▶ _EXERCISES TO COMPLETE_
1. Name every type of vehicle that the fleet-management text gives as an example of a more fuel-intensive vehicle.
2. Write out the passage of the fleet-management text that begins at the words "Since financial year" and stops after the words "possible fuel consumption.".

▶ _SELECTED EXCERPT_
● ● ● ●

Focus on fuel consumption and resultant CO2 emissions

Since financial year 2018/19, infrequent drivers – i.e. those who do not drive more than 15,000 km per year, have been rewarded with a bonus in their cost calculation.

Since 1 January 2020, uvex group fleet management has placed an even greater focus on fuel consumption and the CO2 emissions this generates with the introduction of the current Guidelines on the Use of Company Vehicles. More fuel-intensive vehicles (4-wheel drives, SUVs, more powerful engines) naturally mean significantly higher contributions payable by employees or a need to settle for a lower specification vehicle.  

An overview illustrated by the traffic light system shows anyone acquiring a new vehicle the positive impact of low fuel consumption on sustainability and the resultant cost advantages and disadvantages, thereby encouraging drivers to opt for a vehicle with the lowest possible fuel consumption. 

Since 1 January 2020, the guidelines indicate that the larger the tyre (18”-20”), the higher the fuel consumption and resultant CO2 emissions. Consequently, a bonus is granted for vehicles with a tyre diameter of only 15”-17”. 

Encouraging alternative mobility

To promote mobility alternatives, where car users have a credit balance below their additional contribution budget, they are encouraged to apply for a "JobRad" - a company bicycle or eBike - or to take up the offer of an annual season ticket for public transport as alternatives. 

With this mobility offering, the uvex group is aiming to reduce the number of kilometres its employees drive per year by encouraging them to adopt more environmentally friendly alternatives to private transport.

Introduction of digital communication leads to reduction in mileage

The consistent expansion of digital communication options and mobile working arrangements for employees have successfully minimised the number of journeys made by company cars, in turn reducing harmful emissions.
As a result, in financial year 2021/2022, overall mileage reduced by a total of 16% compared with the pre-pandemic 2018/2019 financial year.

● ● ● ●

▶ _DATA SHOWN_
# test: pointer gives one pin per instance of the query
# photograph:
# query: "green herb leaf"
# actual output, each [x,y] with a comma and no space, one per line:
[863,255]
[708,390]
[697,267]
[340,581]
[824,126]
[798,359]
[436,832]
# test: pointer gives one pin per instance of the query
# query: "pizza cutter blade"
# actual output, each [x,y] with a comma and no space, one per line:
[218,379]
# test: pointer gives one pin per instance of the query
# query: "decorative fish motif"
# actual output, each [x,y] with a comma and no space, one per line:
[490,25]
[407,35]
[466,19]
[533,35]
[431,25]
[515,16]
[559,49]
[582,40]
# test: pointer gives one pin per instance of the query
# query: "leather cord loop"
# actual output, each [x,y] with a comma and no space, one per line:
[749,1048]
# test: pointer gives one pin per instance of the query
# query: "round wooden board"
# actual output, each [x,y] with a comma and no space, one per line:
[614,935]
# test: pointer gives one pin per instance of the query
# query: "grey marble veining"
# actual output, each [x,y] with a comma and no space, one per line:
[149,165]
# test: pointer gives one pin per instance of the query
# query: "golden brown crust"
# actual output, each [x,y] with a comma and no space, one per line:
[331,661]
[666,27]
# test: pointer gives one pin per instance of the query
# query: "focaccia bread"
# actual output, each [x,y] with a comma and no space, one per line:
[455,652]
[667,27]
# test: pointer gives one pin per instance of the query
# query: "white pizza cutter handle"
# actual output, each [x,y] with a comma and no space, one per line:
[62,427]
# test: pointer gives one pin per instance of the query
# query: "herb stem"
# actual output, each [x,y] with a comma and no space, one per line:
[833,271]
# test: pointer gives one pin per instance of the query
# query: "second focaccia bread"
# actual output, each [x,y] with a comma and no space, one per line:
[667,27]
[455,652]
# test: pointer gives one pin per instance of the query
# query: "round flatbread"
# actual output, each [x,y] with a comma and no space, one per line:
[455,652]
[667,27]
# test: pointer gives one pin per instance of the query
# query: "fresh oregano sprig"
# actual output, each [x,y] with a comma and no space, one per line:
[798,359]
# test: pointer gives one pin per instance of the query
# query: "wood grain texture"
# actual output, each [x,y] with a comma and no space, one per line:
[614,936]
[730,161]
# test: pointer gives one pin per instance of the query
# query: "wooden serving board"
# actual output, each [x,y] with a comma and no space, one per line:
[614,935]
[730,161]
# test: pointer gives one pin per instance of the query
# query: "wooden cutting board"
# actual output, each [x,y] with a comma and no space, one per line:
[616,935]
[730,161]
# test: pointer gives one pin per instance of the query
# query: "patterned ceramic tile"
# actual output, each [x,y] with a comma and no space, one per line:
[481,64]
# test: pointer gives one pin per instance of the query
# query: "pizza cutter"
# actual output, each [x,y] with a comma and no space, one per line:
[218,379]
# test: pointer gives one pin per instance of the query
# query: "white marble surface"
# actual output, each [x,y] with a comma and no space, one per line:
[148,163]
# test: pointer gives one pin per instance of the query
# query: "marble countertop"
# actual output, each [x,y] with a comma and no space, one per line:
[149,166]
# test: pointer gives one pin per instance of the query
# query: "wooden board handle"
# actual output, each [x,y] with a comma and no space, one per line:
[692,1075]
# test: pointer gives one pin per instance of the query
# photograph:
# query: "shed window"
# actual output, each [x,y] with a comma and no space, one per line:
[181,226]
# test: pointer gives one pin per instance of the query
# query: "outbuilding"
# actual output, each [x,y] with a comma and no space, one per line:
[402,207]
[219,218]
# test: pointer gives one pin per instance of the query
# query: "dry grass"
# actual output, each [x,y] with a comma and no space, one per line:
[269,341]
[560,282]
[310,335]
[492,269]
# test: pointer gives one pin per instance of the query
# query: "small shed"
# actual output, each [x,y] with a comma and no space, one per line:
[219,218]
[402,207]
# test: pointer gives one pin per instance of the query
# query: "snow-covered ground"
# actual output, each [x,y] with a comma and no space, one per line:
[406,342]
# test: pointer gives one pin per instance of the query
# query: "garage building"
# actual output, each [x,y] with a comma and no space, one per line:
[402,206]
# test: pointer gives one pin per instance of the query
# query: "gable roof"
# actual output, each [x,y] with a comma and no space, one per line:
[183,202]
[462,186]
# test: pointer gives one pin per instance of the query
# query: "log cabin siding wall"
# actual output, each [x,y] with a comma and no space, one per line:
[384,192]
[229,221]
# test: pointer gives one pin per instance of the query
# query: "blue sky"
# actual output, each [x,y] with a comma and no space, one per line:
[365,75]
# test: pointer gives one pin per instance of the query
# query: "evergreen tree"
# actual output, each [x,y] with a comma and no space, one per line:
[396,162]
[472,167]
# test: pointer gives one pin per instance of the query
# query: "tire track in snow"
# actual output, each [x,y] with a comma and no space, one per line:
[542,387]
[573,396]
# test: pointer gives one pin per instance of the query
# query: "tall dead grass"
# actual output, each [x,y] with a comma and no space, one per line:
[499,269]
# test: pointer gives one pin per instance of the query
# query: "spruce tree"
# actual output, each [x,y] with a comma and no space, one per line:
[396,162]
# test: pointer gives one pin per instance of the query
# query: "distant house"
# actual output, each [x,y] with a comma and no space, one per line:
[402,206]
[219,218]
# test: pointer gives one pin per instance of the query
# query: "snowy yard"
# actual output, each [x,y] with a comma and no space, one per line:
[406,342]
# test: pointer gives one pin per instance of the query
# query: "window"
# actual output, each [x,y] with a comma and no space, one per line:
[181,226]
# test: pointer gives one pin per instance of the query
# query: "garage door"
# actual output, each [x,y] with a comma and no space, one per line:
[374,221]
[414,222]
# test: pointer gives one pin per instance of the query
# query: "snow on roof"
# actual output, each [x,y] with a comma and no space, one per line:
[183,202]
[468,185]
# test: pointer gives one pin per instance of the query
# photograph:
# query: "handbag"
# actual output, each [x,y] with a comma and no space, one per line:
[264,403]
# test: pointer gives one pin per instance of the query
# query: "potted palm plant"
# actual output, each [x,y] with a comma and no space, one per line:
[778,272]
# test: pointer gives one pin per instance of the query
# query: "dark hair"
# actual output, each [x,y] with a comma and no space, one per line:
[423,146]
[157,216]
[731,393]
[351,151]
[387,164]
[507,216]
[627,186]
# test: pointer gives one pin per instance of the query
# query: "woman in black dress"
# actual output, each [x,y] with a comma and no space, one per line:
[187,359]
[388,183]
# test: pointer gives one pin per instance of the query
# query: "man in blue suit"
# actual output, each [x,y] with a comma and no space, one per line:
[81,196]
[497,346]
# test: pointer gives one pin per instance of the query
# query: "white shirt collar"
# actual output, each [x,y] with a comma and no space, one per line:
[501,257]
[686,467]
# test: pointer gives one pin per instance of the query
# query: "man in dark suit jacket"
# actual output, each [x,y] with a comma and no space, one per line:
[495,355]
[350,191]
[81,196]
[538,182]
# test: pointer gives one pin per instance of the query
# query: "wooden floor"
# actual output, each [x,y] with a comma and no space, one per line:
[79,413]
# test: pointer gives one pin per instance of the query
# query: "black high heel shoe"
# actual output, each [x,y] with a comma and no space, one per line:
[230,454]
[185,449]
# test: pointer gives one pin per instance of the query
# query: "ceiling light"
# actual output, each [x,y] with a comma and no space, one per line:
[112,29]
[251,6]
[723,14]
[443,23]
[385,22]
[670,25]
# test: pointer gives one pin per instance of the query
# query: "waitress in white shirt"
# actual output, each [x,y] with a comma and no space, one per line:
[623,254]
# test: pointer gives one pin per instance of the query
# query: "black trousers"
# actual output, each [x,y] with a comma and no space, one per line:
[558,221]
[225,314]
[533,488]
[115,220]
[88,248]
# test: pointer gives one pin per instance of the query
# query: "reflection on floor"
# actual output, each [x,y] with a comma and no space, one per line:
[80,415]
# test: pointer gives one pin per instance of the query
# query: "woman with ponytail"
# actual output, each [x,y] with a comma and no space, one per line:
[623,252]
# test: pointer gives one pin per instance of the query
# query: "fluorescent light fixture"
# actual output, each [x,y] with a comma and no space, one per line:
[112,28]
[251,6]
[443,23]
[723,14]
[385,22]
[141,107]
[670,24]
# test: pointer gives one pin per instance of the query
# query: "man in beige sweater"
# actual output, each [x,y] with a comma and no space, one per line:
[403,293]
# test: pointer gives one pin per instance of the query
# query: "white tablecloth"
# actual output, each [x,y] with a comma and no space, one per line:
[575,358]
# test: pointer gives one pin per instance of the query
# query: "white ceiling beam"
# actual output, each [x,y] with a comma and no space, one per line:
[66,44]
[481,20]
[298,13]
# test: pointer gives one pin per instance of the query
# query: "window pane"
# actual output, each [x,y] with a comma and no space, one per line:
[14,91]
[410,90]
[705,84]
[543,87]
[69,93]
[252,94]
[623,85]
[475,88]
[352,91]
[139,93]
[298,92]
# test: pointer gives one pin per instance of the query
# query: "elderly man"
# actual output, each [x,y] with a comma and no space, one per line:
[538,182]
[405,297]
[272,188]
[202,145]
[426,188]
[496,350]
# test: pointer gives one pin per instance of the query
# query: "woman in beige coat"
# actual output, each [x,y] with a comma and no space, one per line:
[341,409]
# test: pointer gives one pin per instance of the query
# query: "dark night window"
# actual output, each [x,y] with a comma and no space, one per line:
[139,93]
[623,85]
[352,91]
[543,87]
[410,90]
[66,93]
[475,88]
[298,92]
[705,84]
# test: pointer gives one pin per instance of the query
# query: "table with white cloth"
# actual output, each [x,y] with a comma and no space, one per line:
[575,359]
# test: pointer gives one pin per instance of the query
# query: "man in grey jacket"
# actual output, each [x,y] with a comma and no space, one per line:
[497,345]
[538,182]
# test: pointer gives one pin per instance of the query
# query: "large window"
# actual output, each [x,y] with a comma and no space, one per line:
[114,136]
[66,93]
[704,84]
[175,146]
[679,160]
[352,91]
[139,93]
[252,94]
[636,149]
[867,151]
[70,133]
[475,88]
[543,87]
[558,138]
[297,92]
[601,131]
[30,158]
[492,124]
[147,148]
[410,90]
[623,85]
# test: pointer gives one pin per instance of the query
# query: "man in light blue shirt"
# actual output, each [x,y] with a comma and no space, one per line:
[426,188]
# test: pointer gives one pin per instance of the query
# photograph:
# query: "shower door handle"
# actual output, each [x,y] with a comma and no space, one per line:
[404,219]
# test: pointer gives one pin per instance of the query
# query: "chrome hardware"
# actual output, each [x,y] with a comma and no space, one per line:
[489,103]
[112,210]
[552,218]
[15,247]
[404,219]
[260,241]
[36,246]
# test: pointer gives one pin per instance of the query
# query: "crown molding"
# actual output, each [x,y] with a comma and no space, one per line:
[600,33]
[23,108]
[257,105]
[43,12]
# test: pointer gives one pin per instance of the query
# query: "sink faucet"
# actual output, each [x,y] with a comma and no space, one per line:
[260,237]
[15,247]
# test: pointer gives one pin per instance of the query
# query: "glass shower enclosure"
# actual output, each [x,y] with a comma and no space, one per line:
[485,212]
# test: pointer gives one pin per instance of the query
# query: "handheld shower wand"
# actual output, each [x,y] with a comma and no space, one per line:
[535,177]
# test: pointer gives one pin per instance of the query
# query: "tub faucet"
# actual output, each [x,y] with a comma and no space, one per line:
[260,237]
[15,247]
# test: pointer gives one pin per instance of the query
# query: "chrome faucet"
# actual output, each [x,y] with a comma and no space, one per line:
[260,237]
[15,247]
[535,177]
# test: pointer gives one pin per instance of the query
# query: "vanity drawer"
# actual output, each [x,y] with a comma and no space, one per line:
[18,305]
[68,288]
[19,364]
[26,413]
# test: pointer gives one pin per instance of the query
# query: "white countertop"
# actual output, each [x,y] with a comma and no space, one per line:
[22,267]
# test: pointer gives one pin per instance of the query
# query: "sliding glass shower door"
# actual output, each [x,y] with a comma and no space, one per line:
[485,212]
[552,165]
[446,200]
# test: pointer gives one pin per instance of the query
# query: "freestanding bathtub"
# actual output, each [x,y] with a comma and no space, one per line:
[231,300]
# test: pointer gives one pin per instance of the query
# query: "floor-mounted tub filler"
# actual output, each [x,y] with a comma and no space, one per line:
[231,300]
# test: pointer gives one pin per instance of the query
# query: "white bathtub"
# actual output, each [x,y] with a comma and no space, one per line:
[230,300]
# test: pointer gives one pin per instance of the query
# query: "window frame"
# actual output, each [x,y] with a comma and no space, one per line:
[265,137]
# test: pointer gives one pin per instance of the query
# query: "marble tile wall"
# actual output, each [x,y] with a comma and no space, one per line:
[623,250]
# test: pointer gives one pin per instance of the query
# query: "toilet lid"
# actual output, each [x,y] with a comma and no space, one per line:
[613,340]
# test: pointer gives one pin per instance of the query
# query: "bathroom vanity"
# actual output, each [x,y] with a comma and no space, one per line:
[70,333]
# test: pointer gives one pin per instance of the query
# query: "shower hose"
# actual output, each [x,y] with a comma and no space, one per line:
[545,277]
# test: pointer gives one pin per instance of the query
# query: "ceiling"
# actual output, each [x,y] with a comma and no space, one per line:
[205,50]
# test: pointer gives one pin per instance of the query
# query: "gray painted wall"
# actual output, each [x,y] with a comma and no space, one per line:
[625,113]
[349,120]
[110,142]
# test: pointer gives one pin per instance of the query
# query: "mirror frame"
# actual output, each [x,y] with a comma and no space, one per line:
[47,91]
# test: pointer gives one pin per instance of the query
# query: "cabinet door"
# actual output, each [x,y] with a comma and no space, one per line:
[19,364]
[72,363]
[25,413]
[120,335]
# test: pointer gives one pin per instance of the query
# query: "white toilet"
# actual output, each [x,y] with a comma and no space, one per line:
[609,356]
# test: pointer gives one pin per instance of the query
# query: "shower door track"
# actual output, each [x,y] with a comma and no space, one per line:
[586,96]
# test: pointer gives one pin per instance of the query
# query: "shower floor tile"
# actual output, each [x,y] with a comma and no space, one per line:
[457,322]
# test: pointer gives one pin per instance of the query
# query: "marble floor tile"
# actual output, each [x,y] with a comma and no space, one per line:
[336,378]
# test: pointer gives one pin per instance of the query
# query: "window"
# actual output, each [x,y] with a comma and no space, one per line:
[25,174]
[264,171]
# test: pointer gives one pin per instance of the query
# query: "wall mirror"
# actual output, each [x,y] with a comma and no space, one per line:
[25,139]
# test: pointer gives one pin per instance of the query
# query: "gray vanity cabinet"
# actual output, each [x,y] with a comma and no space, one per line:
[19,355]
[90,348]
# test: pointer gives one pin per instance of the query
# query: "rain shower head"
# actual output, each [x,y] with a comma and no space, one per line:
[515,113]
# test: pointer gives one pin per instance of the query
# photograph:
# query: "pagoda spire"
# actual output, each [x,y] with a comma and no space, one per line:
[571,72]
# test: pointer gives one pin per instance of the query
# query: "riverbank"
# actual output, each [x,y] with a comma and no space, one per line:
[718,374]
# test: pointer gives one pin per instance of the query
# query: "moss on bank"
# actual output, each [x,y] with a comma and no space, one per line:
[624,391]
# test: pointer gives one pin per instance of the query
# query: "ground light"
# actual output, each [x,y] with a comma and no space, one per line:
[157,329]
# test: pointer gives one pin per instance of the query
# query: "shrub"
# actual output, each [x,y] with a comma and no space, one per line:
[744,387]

● ● ● ●

▶ _LIST OF SOLUTIONS_
1. 4-wheel drives, SUVs, more powerful engines

2.
Since financial year 2018/19, infrequent drivers – i.e. those who do not drive more than 15,000 km per year, have been rewarded with a bonus in their cost calculation.

Since 1 January 2020, uvex group fleet management has placed an even greater focus on fuel consumption and the CO2 emissions this generates with the introduction of the current Guidelines on the Use of Company Vehicles. More fuel-intensive vehicles (4-wheel drives, SUVs, more powerful engines) naturally mean significantly higher contributions payable by employees or a need to settle for a lower specification vehicle.  

An overview illustrated by the traffic light system shows anyone acquiring a new vehicle the positive impact of low fuel consumption on sustainability and the resultant cost advantages and disadvantages, thereby encouraging drivers to opt for a vehicle with the lowest possible fuel consumption.